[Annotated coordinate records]
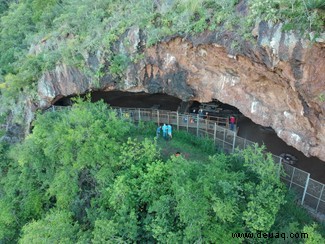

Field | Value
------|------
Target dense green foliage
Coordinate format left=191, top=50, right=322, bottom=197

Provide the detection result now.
left=0, top=101, right=323, bottom=243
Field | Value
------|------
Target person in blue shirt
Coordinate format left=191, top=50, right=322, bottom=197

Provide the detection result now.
left=156, top=125, right=161, bottom=138
left=161, top=124, right=167, bottom=139
left=167, top=125, right=173, bottom=140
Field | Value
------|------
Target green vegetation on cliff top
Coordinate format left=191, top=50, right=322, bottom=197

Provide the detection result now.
left=0, top=101, right=324, bottom=244
left=0, top=0, right=325, bottom=102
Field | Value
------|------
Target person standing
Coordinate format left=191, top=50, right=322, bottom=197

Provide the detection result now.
left=229, top=115, right=236, bottom=130
left=161, top=124, right=167, bottom=139
left=167, top=125, right=173, bottom=140
left=156, top=125, right=161, bottom=138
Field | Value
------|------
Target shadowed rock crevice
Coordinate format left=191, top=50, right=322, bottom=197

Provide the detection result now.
left=38, top=22, right=325, bottom=160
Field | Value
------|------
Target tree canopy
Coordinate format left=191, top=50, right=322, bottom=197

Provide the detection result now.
left=0, top=100, right=322, bottom=243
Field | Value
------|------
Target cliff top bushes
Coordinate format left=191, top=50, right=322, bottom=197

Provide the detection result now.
left=0, top=0, right=324, bottom=90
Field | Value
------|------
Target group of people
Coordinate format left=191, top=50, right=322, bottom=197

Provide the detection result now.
left=156, top=124, right=173, bottom=140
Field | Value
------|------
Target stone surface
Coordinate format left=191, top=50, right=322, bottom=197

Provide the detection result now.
left=38, top=22, right=325, bottom=161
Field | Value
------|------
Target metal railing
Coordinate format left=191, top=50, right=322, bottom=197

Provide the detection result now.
left=49, top=107, right=325, bottom=219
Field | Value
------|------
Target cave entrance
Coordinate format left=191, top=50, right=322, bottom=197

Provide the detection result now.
left=54, top=91, right=325, bottom=182
left=54, top=91, right=182, bottom=111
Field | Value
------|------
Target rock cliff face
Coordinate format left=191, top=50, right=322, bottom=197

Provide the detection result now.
left=38, top=22, right=325, bottom=161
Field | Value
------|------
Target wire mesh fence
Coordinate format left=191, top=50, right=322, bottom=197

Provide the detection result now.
left=48, top=106, right=325, bottom=216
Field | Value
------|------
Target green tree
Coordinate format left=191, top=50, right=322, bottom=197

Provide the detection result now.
left=19, top=210, right=78, bottom=244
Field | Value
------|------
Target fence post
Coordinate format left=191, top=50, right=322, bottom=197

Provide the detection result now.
left=196, top=114, right=200, bottom=137
left=301, top=173, right=310, bottom=205
left=289, top=167, right=296, bottom=189
left=213, top=123, right=217, bottom=146
left=176, top=111, right=179, bottom=130
left=316, top=184, right=325, bottom=213
left=301, top=173, right=310, bottom=205
left=232, top=131, right=237, bottom=153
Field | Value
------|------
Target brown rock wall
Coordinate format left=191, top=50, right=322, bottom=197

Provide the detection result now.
left=39, top=23, right=325, bottom=161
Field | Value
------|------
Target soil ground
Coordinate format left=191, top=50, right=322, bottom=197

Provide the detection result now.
left=81, top=91, right=325, bottom=183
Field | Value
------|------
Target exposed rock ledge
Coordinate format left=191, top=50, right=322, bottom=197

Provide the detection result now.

*Work to do*
In the items above, count the lines that contain the word "green". Reply with only the number.

*Answer*
3